:: PROVIDED PASSAGE ::
----------------------------------------

We recently developed a Cas9 nickase-based method for tandem gene array expansion termed break-induced replication-mediated tandem repeat expansion (BITREx) (Takesue et al., 2025). We successfully applied BITREx to expand the CUP1 array in a standard laboratory strain from 14 to over 500 copies in situ without detectable chromosomal abnormalities; notably, this massive expansion was achieved in the absence of any copper-related selection pressure. We also showed that nicotinamide can contract the CUP1 array, particularly when bound by catalytically inactive Cas9 (Doi et al., 2021; Takesue et al., 2025). Using these approaches, we prepared a set of eight isogenic strains with CUP1 copy numbers ranging from 1 to ~380, including those harboring extremely long arrays artificially expanded beyond natural ranges (Figures 1A and 1B). This study exploits these strains to examine the effect of CUP1 copy number on copper resistance.

----------------------------------------

:: TASKS AND EXERCISES ::
- A) In the passage on CUP1 copy number, how far was the CUP1 array expanded with BITREx in the standard laboratory strain?
- B) Translate this sentence from the passage on CUP1 copy number into Spanish: "This study exploits these strains to examine the effect of CUP1 copy number on copper resistance."
- C) Resume the passage on CUP1 copy number, starting after its final sentence.
These rows come from a separate source, not from the passage on CUP1 copy number.

(Rows from a collection)
----------------------------------------

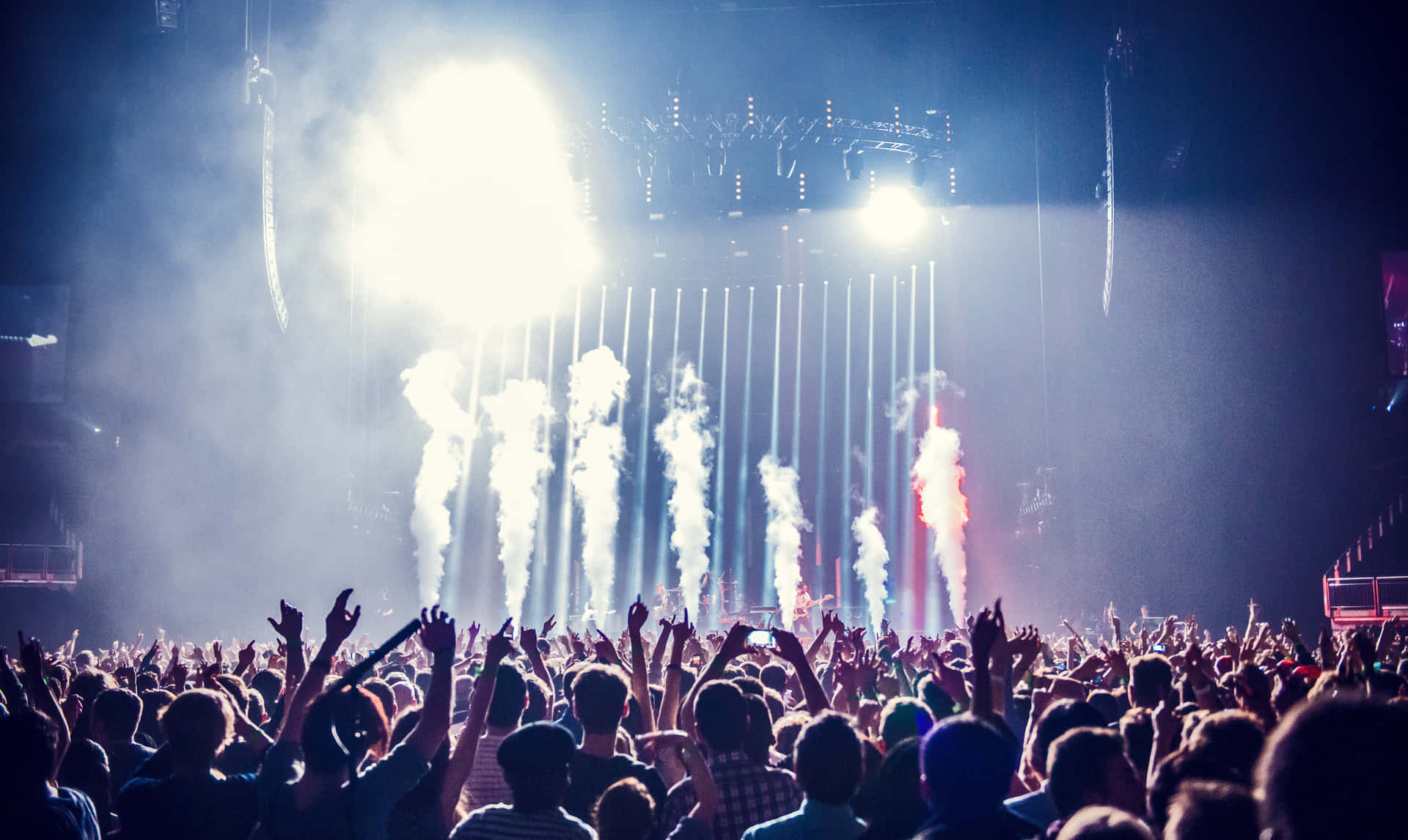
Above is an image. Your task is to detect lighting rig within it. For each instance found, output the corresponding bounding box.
[566,95,960,215]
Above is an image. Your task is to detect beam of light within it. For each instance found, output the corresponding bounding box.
[923,260,934,636]
[642,364,714,615]
[484,380,552,621]
[708,286,728,621]
[439,329,485,609]
[793,280,821,595]
[884,276,909,619]
[719,286,766,589]
[816,280,831,597]
[909,405,969,626]
[401,350,474,605]
[758,453,811,629]
[836,280,854,606]
[529,309,557,621]
[694,289,708,378]
[354,61,597,325]
[851,505,890,636]
[866,274,876,505]
[656,289,683,594]
[860,187,928,245]
[552,284,582,621]
[631,289,653,592]
[568,346,631,626]
[763,284,801,606]
[617,286,636,594]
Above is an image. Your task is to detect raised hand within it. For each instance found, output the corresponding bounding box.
[969,606,1001,664]
[593,627,621,664]
[718,622,753,660]
[417,605,455,655]
[856,653,880,690]
[20,630,44,677]
[235,638,255,673]
[773,627,807,666]
[518,627,538,656]
[625,595,650,636]
[269,600,303,641]
[324,589,362,647]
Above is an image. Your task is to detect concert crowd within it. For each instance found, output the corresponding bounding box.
[0,589,1408,840]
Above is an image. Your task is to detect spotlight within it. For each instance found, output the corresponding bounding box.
[156,0,180,32]
[777,144,797,177]
[860,187,926,245]
[840,147,866,182]
[909,158,929,188]
[664,144,694,187]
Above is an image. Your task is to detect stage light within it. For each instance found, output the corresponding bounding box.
[156,0,182,32]
[777,144,797,177]
[860,187,926,245]
[354,61,600,326]
[840,145,866,182]
[909,158,929,187]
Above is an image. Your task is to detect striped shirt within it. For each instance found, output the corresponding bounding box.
[449,805,597,840]
[465,733,514,811]
[663,751,802,840]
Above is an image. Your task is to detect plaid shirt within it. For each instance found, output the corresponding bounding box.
[661,751,801,840]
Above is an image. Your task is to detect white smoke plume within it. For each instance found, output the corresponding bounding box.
[909,424,969,625]
[884,369,963,432]
[851,505,890,636]
[568,347,631,623]
[484,380,552,619]
[655,364,714,615]
[758,454,811,629]
[401,350,474,606]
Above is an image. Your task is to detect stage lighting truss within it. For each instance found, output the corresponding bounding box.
[569,111,953,176]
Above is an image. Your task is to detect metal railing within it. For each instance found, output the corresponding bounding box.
[1324,575,1408,625]
[0,543,83,586]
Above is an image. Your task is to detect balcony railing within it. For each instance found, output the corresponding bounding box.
[1324,577,1408,626]
[0,542,83,586]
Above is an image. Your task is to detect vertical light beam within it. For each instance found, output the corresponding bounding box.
[708,286,730,621]
[631,289,653,592]
[617,286,636,597]
[646,289,683,594]
[552,283,582,623]
[908,260,934,633]
[897,266,932,627]
[733,286,753,592]
[836,279,854,606]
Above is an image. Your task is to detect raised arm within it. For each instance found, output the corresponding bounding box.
[680,622,753,732]
[773,629,831,716]
[441,622,514,825]
[269,598,307,705]
[625,595,663,732]
[655,609,694,729]
[269,589,362,744]
[406,606,455,762]
[20,630,69,784]
[807,609,845,664]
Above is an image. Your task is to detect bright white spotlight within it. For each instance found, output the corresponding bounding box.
[860,187,926,245]
[354,61,597,325]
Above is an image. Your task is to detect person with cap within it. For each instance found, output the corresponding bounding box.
[450,721,597,840]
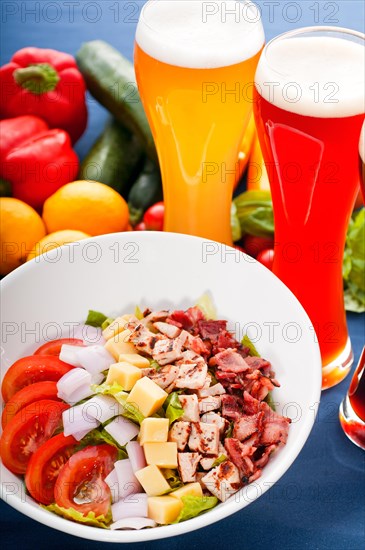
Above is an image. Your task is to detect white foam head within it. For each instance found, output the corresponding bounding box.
[255,28,365,118]
[136,0,265,69]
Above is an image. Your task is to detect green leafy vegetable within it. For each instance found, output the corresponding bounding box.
[101,317,115,330]
[163,392,184,424]
[195,292,217,319]
[231,202,242,242]
[161,468,183,489]
[92,382,145,424]
[241,334,261,357]
[342,208,365,313]
[134,306,143,320]
[172,495,218,523]
[76,428,128,460]
[212,454,228,468]
[233,191,274,237]
[85,309,108,327]
[41,503,112,529]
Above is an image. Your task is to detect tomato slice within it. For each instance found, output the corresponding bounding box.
[25,434,79,504]
[1,382,61,429]
[0,399,70,474]
[34,338,85,357]
[2,355,74,403]
[54,444,118,516]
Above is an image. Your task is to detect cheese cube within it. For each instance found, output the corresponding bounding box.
[147,496,183,525]
[119,353,150,369]
[127,376,168,416]
[103,314,133,340]
[138,418,169,445]
[143,441,177,468]
[170,482,203,499]
[106,363,142,391]
[134,464,169,500]
[104,330,137,361]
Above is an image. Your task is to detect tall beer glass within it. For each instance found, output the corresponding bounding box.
[254,27,365,388]
[134,0,264,244]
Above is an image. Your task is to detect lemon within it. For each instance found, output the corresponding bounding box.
[0,197,46,275]
[27,229,90,262]
[43,180,129,236]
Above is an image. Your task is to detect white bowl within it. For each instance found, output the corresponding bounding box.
[1,232,321,542]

----------------------------------------

:: YOUR RESPONSES ::
- A) From 14 to over 500 copies.

- B) Este estudio aprovecha estas cepas para examinar el efecto del número de copias de CUP1 sobre la resistencia al cobre.

- C)
We first measured CUP1 mRNA levels in the eight strains by RT-qPCR under both basal and copper-induced conditions (Figure 1C). Basal CUP1 mRNA levels generally correlated with copy number in both yeast extract–peptone–dextrose (YPD) and synthetic complete (SC) media. However, induced CUP1 mRNA levels increased with copy number but reached a plateau in high-copy strains. Accordingly, the fold-induction of CUP1 mRNA by copper declined as the copy number increased.
We next assessed the copper resistance of these strains by monitoring their growth as optical density at 620 nm (OD620) in media containing increasing concentrations of CuSO4 (Figure 1D). Growth after 24 h at each copper concentration was normalized to that in the medium without copper supplementation. Copper resistance increased with CUP1 copy number but reached a plateau; the half-maximal inhibitory concentration (IC50) values—derived from dose–response curves—plateaued in the 26× and 80× strains in YPD and SC media, respectively (Figure 1E).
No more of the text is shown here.